-------- Rows --------
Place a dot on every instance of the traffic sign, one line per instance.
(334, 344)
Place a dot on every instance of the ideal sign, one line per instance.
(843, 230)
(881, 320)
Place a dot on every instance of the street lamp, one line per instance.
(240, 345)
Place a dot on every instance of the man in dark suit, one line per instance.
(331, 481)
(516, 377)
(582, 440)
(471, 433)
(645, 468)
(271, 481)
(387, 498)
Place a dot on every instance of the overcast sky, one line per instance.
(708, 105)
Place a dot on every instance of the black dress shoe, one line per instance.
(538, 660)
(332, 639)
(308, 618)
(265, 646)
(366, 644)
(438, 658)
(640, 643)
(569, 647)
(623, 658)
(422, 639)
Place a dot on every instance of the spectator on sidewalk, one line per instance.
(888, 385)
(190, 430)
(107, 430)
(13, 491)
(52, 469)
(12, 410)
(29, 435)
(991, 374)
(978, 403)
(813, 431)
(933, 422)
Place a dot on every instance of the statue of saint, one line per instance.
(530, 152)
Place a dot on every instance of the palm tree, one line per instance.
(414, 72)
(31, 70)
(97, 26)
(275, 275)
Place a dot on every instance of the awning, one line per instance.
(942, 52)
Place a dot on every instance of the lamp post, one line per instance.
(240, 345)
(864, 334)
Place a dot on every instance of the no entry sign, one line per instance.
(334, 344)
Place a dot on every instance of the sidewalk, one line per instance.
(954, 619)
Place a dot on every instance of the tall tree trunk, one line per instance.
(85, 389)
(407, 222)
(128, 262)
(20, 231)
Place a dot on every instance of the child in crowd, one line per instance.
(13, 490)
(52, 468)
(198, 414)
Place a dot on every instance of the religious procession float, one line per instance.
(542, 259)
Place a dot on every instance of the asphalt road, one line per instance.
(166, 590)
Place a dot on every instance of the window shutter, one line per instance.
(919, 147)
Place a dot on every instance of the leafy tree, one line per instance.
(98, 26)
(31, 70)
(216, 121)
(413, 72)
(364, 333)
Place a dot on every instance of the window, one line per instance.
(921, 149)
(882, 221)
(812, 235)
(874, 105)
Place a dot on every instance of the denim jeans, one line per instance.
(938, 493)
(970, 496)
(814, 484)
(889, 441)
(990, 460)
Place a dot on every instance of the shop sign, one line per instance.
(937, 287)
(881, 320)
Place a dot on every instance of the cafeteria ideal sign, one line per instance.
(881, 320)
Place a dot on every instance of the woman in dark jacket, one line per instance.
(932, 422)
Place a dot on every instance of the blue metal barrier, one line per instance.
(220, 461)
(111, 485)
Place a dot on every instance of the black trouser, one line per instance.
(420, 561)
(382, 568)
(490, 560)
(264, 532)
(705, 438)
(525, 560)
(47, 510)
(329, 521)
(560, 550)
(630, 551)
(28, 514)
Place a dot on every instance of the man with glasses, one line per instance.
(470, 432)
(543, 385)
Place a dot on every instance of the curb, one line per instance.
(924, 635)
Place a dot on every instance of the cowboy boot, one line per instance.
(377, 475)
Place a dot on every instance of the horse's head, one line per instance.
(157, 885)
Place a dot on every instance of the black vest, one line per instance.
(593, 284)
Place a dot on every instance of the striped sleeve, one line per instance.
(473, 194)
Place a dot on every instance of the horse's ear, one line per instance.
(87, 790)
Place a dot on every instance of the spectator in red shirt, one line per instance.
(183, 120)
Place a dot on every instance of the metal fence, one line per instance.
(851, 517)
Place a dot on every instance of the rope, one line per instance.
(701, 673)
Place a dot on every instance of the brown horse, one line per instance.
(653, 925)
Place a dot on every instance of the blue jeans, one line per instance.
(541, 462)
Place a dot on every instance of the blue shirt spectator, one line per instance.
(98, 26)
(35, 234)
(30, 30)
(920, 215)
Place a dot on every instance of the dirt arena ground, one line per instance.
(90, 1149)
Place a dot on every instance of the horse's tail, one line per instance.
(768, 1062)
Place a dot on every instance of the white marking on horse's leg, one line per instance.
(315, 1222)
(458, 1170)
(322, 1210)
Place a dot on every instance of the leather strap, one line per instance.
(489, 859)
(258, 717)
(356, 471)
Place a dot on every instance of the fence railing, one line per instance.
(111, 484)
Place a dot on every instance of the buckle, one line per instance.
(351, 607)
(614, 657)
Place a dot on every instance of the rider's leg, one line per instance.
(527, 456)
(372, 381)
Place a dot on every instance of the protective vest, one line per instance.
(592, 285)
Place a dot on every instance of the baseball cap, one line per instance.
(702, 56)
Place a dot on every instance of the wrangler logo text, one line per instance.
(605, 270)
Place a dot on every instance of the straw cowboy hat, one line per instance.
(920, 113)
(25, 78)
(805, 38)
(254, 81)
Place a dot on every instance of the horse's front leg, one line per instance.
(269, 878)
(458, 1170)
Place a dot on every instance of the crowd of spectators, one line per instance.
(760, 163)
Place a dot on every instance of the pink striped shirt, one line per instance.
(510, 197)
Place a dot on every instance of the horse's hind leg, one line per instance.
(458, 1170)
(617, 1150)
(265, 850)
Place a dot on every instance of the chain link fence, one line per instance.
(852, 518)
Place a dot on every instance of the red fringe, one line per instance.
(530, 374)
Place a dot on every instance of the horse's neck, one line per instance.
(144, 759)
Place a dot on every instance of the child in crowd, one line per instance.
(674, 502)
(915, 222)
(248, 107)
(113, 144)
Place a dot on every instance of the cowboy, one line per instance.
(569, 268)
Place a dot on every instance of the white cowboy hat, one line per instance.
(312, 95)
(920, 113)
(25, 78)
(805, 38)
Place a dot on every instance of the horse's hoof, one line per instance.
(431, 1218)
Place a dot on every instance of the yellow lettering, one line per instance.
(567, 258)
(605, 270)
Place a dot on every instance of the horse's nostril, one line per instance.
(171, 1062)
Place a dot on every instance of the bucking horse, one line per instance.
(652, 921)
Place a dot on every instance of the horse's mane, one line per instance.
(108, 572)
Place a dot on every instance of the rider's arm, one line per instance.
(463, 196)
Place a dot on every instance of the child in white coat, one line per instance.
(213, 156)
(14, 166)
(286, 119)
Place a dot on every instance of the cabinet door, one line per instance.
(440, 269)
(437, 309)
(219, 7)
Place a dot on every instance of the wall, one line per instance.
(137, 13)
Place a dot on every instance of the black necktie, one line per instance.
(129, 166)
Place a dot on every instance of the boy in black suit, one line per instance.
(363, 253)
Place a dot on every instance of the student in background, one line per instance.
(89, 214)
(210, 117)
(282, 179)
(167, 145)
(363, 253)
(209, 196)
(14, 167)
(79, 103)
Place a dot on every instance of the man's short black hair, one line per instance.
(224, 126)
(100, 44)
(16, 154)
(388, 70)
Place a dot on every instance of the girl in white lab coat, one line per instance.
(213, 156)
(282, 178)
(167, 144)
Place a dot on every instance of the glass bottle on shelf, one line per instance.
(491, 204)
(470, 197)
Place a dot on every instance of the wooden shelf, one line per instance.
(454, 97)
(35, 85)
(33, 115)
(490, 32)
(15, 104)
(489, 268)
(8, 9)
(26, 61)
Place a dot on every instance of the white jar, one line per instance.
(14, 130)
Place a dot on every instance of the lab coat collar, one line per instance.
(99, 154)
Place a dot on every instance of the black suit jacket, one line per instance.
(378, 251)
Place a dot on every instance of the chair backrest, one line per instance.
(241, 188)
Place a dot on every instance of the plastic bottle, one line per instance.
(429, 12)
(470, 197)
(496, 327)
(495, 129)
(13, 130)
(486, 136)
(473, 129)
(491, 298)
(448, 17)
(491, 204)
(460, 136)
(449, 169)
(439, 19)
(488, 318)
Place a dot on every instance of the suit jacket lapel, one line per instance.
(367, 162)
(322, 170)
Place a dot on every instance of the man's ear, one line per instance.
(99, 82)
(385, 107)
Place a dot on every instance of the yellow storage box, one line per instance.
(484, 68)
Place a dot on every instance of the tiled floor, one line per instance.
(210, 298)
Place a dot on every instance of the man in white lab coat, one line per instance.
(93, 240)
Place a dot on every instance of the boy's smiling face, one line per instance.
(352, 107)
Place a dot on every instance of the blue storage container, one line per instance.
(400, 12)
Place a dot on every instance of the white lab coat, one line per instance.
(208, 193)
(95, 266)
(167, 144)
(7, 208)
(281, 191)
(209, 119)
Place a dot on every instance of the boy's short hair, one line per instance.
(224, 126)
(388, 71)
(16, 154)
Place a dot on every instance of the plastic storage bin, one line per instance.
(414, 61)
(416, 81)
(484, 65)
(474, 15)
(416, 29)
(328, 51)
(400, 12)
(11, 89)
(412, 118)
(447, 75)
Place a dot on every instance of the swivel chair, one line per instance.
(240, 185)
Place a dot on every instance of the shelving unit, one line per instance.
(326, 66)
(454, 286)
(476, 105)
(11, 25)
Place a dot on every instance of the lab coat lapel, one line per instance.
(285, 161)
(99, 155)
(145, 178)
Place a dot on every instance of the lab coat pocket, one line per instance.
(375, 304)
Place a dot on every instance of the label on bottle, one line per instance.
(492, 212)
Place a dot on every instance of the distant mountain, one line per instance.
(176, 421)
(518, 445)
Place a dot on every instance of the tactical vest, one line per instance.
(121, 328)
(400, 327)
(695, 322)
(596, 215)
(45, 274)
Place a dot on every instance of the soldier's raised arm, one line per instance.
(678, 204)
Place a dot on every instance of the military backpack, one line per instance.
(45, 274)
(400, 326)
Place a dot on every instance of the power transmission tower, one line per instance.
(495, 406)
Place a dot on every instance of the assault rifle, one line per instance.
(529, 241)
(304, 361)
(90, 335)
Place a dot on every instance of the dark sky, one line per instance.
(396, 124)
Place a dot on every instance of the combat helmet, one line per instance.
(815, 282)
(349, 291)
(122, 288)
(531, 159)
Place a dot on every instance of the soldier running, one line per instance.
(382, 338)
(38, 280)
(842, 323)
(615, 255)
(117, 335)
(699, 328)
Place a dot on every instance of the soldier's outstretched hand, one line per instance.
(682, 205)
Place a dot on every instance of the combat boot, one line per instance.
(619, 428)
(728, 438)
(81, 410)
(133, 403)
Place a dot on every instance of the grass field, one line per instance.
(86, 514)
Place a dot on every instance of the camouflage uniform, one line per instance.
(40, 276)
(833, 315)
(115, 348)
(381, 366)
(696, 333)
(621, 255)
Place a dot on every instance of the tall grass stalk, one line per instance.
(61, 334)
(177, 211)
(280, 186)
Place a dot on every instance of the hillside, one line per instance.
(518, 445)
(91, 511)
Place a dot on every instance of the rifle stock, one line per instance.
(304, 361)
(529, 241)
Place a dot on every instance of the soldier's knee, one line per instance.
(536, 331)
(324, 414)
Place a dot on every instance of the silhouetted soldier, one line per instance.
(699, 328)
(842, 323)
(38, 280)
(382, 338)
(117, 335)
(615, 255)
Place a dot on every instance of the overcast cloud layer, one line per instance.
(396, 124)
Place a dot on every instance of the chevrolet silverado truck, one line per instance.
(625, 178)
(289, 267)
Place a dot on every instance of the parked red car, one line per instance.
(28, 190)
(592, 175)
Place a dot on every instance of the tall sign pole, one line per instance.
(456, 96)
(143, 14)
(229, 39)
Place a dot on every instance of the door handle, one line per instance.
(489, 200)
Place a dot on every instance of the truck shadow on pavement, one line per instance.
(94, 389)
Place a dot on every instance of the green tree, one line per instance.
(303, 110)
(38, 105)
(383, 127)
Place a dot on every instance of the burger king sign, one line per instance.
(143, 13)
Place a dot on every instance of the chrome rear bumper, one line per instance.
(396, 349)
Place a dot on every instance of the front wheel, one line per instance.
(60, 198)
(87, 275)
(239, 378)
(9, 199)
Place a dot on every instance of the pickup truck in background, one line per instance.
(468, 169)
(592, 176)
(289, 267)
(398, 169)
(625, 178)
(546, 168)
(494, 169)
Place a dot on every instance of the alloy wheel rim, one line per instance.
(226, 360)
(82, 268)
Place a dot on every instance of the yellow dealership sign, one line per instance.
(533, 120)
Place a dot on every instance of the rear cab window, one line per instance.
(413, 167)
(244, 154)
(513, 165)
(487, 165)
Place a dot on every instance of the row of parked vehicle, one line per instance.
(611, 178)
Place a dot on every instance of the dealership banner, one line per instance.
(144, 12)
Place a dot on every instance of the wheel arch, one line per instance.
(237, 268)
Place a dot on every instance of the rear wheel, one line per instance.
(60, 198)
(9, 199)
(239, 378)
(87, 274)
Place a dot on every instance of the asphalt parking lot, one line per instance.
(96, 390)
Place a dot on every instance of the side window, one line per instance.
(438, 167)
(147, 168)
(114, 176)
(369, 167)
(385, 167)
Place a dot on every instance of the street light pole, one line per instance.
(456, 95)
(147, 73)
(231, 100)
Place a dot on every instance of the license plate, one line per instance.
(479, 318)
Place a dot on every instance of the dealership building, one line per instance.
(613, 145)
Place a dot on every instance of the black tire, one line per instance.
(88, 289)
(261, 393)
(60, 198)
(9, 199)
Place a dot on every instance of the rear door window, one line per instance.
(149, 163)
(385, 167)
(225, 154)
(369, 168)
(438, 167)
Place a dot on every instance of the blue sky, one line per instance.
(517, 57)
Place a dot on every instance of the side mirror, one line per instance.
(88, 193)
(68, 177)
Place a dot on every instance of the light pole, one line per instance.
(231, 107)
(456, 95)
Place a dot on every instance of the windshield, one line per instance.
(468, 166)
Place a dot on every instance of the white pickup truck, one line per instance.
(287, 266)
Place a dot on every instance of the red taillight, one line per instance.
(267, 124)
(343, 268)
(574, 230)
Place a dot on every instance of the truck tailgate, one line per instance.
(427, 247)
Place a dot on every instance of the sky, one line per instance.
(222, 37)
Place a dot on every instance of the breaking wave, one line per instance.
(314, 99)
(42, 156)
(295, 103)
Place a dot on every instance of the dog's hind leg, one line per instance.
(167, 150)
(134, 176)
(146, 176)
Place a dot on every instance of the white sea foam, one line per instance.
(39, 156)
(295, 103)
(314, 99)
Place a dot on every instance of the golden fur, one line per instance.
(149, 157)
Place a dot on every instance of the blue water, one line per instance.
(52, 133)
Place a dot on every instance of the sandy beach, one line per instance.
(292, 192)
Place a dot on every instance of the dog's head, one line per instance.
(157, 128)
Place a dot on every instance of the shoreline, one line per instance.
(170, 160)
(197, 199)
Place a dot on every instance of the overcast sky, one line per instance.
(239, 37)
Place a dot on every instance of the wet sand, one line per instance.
--------
- _Exercise task_
Find the line containing "Place a dot on every instance of the windshield, one", then output it and every line after it to the end of the data, exactly.

- _Correct response_
Place a dot on every instance of the windshield, one line per instance.
(468, 166)
Place a dot on every instance of the white pickup truck, one line per instance.
(287, 266)
Place a dot on every instance of the red taillight, one line per instance.
(267, 124)
(343, 268)
(574, 230)
Place a dot on every instance of the truck tailgate, one line per instance.
(427, 247)
Place a dot on every instance of the sky, one line per instance.
(222, 37)
Place a dot on every instance of the breaking wave, one line per instance.
(314, 99)
(42, 156)
(295, 103)
Place a dot on every instance of the dog's hind leg, one line per instance.
(167, 150)
(134, 176)
(146, 176)
Place a dot on every instance of the white sea foam, one line per instance.
(39, 156)
(295, 103)
(314, 99)
Place a dot on every instance of the golden fur, one line per instance.
(149, 157)
Place a dot on every instance of the blue water, one line per instance.
(52, 133)
Place a dot on every instance of the sandy beach, one line per instance.
(292, 192)
Place a dot on every instance of the dog's head, one line per instance.
(157, 128)
Place a dot on every instance of the shoreline, one line per instance.
(170, 160)
(197, 199)
Place a dot on every instance of the overcast sky, one line per instance.
(239, 37)
Place a dot on every instance of the wet sand, one line per instance.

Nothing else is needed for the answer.